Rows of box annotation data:
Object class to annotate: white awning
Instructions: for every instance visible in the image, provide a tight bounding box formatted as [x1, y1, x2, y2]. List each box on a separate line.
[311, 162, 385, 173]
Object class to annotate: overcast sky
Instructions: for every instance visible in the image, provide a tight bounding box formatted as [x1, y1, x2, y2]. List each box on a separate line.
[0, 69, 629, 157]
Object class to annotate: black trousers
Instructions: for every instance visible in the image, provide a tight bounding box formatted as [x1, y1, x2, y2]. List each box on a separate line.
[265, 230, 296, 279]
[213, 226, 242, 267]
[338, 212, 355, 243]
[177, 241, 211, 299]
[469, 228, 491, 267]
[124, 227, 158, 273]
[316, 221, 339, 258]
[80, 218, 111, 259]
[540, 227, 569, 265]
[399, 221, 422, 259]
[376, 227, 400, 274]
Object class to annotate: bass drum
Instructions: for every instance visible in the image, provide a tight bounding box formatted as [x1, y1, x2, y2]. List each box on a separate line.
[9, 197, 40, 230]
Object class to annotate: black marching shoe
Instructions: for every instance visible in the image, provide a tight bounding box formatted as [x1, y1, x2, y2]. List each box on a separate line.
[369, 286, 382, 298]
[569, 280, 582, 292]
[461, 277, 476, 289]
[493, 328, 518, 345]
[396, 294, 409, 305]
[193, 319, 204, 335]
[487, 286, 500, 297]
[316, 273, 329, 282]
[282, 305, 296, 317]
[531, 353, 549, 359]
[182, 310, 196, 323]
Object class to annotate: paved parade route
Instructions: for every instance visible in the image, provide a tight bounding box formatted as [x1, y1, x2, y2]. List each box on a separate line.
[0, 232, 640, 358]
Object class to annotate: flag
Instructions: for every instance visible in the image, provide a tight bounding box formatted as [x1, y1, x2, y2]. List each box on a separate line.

§ Required task: Rescale the items between the lines containing "Object class to annotate: bass drum" and "[9, 197, 40, 230]", inclusive, by writing out each of those lines in full with every bounding box coordinate multiplied by 0.4 and rounded to a whole number, halves rounded up. Leave all other text unchanged and reproduce only those lines.

§ Written answer:
Object class to annotate: bass drum
Instructions: for every instance visible in the image, provide a tight bounding box formatted as [x1, y1, x2, y2]. List each box on a separate line.
[4, 79, 16, 92]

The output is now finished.